**EXERCISE SET**
• a. Answer these questions from the passage below on computable phenotypes for post-market surveillance, one answer per line, marked like the questions:
(i) Which two health data networks are named as using common data models?
(ii) What does the ability to share phenotypes across data sources allow for?
(iii) What two things do Boolean algorithms that rely on structured data elements not require?
• b. In two sentences, summarize the passage below on computable phenotypes for post-market surveillance.
• c. Carry on the passage below on computable phenotypes for post-market surveillance, beginning after its last sentence.

Given the potential applications of real-world data sources in post-market surveillance and effectiveness analyses, there is a growing need for computable phenotypes that can be used across different datasets, including EHR data from various health systems [28]. The ability to share phenotypes across data sources allows for the creation of the large patient cohorts necessary for the identification of AEs. Health data networks that utilize common data models, such as the National Patient-Centered Research Network (PCORnet) and the Observational Medical Outcomes Partnership (OMOP), provide expanded opportunities to integrate EHR data from multiple sources and additional motivation to develop phenotypes that can be easily applied across data from different institutions that rely on structured data elements that are regularly captured at all partnering facilities [29, 30]. Notably, Boolean algorithms that rely on structured data elements are of particular interest because they are readily applicable to nearly all institutions and do not require the organization of unstructured data elements or the substantial computing power that is often necessary for machine learning-based approaches. Such Boolean algorithm-based phenotypes can be used to create scripts to automate capture of clinical events of interest for patient populations that receive care in a variety of settings, thereby enhancing post-market surveillance.

**DATA SECTION**
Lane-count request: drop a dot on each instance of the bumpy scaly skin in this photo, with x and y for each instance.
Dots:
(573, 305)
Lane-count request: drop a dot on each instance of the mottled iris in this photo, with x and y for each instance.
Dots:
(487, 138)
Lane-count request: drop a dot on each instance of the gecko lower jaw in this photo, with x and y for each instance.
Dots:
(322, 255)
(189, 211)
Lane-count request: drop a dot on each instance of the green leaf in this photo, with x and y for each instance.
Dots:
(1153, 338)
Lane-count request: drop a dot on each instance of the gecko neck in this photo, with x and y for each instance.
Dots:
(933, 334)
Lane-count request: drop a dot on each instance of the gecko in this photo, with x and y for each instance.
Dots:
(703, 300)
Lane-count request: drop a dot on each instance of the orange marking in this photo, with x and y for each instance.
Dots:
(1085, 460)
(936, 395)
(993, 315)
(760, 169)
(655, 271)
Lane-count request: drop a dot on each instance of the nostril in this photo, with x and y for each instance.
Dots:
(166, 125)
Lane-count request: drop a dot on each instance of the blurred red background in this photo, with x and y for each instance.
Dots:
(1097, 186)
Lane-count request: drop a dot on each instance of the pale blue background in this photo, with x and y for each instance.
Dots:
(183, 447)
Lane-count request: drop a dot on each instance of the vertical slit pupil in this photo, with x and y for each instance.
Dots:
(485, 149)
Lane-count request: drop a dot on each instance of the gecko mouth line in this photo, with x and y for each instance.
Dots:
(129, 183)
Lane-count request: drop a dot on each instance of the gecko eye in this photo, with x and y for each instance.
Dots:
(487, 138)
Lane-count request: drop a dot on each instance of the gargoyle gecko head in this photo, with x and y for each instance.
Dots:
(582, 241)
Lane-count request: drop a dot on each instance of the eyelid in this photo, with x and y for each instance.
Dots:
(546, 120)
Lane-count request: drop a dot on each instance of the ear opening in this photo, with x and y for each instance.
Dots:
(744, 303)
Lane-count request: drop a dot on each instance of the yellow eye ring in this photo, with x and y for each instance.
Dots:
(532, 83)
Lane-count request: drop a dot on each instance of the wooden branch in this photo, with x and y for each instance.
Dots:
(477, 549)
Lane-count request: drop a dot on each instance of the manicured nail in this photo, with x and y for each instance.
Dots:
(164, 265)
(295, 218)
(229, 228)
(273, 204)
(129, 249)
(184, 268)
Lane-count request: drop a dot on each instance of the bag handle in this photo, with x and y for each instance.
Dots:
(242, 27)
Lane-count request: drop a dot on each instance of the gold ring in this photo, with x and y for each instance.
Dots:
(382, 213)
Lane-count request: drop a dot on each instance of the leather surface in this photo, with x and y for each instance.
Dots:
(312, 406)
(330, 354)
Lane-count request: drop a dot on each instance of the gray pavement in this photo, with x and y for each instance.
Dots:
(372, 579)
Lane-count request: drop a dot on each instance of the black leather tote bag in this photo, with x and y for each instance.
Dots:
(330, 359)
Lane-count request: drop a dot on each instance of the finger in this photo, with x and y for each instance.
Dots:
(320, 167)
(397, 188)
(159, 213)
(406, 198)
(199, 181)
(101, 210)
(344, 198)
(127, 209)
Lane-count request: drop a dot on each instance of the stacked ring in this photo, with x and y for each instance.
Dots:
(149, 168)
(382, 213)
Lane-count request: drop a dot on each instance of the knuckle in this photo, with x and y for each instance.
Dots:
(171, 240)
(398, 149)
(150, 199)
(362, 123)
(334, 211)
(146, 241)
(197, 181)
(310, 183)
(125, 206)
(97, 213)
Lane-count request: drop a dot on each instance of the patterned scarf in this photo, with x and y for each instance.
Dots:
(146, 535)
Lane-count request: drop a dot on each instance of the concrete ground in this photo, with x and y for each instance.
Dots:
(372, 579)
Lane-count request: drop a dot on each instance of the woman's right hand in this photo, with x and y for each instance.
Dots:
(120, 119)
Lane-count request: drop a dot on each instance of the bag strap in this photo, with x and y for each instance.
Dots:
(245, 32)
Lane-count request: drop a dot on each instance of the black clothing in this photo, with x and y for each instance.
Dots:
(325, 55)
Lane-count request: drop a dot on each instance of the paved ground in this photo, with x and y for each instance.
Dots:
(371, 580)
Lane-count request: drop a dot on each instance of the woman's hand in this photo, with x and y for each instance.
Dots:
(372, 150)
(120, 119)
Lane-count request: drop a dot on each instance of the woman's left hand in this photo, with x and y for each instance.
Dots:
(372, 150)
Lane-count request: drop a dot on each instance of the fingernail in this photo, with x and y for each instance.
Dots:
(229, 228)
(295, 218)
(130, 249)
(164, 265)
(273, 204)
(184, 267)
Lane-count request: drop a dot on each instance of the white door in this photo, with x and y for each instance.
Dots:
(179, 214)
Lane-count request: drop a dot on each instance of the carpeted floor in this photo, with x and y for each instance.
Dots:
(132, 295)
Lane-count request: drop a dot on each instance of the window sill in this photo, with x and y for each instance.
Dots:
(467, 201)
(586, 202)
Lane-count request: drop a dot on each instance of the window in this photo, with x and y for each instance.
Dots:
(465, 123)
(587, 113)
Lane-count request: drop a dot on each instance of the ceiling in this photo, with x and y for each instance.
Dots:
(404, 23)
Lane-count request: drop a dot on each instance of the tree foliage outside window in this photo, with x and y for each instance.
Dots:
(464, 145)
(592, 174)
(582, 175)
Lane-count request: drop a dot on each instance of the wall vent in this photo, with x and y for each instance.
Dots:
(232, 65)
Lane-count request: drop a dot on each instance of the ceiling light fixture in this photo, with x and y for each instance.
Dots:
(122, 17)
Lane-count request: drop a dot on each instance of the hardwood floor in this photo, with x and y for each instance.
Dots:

**ANSWERS PROVIDED**
• a.
(i) The National Patient-Centered Research Network (PCORnet) and the Observational Medical Outcomes Partnership (OMOP).
(ii) It allows for the creation of the large patient cohorts necessary for the identification of AEs.
(iii) They do not require the organization of unstructured data elements or the substantial computing power that is often necessary for machine learning-based approaches.

• b. Because real-world data sources have potential uses in post-market surveillance, there is a growing need for computable phenotypes that work across datasets, and health data networks with common data models such as PCORnet and OMOP give added motivation to build phenotypes that rely on structured data elements. Boolean algorithms based on such elements are of particular interest because they apply to nearly all institutions without organizing unstructured data or needing heavy computing power, and they can be used to create scripts that automate capture of clinical events and thereby enhance post-market surveillance.

• c.
4.1 Strengths and Limitations

Our study has several strengths and limitations. A strength of the study is that it included a relatively large number of patients with detailed EHR data. Moreover, the study included patients receiving IVIG for a variety of indications in multiple inpatient and outpatient settings. The size and diversity of this cohort enhances the generalizability of the computable phenotypes to multiple patient populations. A limitation of this study is that it evaluated a limited number of AEs in individuals receiving a particular class of biologic product and at a single institution. Future studies will be required to evaluate the utility of these AE computable phenotypes associated with other therapies and across different sites with different coding and practice patterns. Moreover, given the limited size of the cohort and the nature of the analysis, we were only able to estimate the sensitivity of the phenotypes developed in this study. Future studies will need to evaluate phenotype sensitivity through chart review of patients who are negative for the phenotype of interest.

5 Conclusions

In conclusion, we evaluated methods for creating computable phenotypes for four AEs based ICD codes and on structured data elements from the EHRs. We observed that positive predictive value of acute AEs was enhanced by the inclusion of additional contextual information (i.e., vital signs, treatment administration); however, sensitivity was significantly reduced by the requirement for multiple data elements. Detection of distal AEs (i.e., thrombosis and hemolysis) using ICD codes was highly sensitive; however, specificity was markedly reduced due to the inclusion of these codes for patients who had a history of these AEs. Taken together, our results provide evidence for the utility of different structured data elements in deriving computable phenotypes for AEs. Such computable phenotypes can be used across different data sources for the detection of infusion-related AEs.